Job → Write out precisely the lines beginning with the line that contains "Note to the class: mark the tree" and ending with the last line of the entries, and no other lines.

Provided records →
· · · · · · ·

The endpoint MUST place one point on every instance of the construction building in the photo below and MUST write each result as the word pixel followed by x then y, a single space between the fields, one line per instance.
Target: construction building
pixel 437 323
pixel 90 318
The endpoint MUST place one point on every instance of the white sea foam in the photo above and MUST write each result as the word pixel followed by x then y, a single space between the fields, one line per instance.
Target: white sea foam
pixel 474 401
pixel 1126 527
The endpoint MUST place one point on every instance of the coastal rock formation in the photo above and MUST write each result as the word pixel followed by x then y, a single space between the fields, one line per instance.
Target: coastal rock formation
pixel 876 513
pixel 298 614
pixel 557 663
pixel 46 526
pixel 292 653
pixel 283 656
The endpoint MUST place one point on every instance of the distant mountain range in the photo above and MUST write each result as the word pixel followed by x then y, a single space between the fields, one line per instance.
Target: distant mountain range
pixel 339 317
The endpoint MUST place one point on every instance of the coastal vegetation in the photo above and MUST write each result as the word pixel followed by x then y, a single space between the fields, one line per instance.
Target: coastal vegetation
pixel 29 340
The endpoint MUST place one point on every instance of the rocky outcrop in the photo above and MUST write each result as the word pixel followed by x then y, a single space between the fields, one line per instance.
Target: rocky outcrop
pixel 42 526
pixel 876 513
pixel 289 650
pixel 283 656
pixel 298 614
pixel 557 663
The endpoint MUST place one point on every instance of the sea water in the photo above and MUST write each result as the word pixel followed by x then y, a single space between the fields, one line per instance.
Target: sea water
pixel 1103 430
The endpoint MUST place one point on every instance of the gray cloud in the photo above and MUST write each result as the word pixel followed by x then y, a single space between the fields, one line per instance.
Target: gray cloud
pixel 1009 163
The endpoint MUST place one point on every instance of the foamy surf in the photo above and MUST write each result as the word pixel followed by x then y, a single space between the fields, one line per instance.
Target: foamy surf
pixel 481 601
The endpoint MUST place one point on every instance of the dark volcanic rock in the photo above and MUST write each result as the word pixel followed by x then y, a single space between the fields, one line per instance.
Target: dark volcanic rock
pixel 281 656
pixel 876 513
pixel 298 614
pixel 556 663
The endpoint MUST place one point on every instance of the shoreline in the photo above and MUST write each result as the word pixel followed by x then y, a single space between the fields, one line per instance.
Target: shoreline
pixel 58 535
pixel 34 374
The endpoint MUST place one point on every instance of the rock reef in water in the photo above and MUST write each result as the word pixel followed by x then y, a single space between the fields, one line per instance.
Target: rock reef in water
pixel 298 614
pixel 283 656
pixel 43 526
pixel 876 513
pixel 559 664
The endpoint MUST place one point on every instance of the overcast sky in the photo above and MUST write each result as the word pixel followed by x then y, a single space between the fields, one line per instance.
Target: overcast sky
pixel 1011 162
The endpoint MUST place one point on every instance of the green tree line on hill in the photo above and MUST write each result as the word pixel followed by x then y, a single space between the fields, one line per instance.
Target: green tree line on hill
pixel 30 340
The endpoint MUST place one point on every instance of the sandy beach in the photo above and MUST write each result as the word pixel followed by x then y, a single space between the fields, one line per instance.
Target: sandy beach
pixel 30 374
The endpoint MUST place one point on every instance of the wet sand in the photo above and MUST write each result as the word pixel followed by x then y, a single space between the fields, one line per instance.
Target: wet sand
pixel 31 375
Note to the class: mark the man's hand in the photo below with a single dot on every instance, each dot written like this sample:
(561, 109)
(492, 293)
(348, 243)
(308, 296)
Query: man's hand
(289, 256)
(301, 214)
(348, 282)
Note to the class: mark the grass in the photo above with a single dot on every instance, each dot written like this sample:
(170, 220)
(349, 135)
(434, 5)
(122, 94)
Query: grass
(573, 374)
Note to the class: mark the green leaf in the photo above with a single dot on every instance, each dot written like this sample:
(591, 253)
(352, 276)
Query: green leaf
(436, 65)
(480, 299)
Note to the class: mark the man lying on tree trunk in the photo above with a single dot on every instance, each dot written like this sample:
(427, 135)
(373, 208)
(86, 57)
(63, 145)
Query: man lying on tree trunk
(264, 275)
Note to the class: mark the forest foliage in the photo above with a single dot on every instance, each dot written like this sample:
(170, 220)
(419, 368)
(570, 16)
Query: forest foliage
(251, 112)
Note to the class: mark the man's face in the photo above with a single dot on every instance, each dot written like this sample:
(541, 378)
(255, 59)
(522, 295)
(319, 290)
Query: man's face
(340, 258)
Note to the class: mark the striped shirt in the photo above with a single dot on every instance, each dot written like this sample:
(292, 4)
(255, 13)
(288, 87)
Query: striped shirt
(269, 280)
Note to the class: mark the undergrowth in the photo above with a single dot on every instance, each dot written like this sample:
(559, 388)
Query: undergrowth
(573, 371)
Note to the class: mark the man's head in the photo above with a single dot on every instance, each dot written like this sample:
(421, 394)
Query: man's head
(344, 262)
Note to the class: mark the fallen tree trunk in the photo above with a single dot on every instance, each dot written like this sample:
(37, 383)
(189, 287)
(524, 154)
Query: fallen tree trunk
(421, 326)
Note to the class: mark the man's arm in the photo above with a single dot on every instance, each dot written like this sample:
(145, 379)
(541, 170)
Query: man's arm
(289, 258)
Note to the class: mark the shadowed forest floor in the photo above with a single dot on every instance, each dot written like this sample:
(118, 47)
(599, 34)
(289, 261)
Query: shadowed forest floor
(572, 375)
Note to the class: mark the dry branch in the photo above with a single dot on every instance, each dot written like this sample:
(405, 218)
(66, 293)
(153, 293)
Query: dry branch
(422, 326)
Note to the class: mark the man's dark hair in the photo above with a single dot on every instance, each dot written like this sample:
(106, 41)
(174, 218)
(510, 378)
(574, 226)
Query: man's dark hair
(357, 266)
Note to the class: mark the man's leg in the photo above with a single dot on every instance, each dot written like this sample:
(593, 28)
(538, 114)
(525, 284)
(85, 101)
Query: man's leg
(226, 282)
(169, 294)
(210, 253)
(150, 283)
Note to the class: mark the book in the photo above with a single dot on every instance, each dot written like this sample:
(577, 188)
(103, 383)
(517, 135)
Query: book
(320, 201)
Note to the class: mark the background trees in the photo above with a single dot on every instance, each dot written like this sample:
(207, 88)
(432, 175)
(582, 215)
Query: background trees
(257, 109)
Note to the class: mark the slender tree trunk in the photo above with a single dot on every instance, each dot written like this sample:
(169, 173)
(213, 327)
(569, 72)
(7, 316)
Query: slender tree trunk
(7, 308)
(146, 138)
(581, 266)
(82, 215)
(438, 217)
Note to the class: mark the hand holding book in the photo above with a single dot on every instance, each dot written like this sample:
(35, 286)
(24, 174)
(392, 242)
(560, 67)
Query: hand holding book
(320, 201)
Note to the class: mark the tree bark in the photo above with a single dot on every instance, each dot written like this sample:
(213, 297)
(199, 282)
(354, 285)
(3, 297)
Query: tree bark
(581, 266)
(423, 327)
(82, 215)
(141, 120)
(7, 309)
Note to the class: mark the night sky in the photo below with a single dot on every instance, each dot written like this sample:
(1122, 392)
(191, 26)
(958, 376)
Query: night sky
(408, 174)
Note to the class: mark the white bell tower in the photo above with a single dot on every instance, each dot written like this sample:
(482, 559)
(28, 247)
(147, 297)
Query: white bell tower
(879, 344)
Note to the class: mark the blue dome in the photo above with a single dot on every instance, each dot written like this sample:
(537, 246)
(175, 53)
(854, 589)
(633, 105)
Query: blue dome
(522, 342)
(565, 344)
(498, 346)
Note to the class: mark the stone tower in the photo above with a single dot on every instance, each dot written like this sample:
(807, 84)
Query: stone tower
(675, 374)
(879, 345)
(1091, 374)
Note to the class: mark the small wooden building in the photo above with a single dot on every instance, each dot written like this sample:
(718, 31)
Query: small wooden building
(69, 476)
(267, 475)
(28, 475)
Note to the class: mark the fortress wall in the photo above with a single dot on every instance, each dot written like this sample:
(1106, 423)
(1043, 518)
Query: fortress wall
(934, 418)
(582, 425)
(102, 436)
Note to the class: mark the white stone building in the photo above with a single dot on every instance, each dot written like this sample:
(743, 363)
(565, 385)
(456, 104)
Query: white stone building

· · · · · · ·

Finished answer →
Note to the class: mark the tree bark in the photo above with a single dot on every instance, each dot written like this sample:
(213, 297)
(199, 282)
(354, 285)
(3, 297)
Query: tree bark
(581, 266)
(423, 327)
(82, 215)
(141, 120)
(7, 309)
Note to the class: mark the night sky in the photo below with a single dot on every instance, each dot written like this sample:
(1122, 392)
(191, 26)
(958, 376)
Query: night sky
(408, 174)
Note to the class: mark the white bell tower in the photo above with a single dot on every instance, each dot written like this sample:
(482, 559)
(28, 247)
(147, 297)
Query: white bell tower
(879, 344)
Note to the class: mark the blue dome in the photo above with a single dot on every instance, each dot written like this sample:
(537, 246)
(175, 53)
(854, 589)
(633, 105)
Query: blue dome
(522, 342)
(565, 344)
(498, 346)
Note to the class: mark the stone tower in the photo above with a single dot on every instance, each dot written like this sample:
(807, 84)
Query: stone tower
(675, 374)
(879, 345)
(1091, 374)
Note to the class: mark the small wooden building in the photo above with a single dot on every instance, each dot written like this sample:
(718, 31)
Query: small wooden building
(69, 476)
(267, 475)
(28, 475)
Note to the class: mark the fortress wall in the photo above with a single dot on every instance, each dot written like this sample:
(1106, 423)
(1043, 518)
Query: fortress wall
(934, 418)
(582, 425)
(102, 436)
Note to the class: mark the white stone building in the photo above with a single dot on every instance, each dot written like this sample:
(743, 363)
(565, 385)
(456, 104)
Query: white stone building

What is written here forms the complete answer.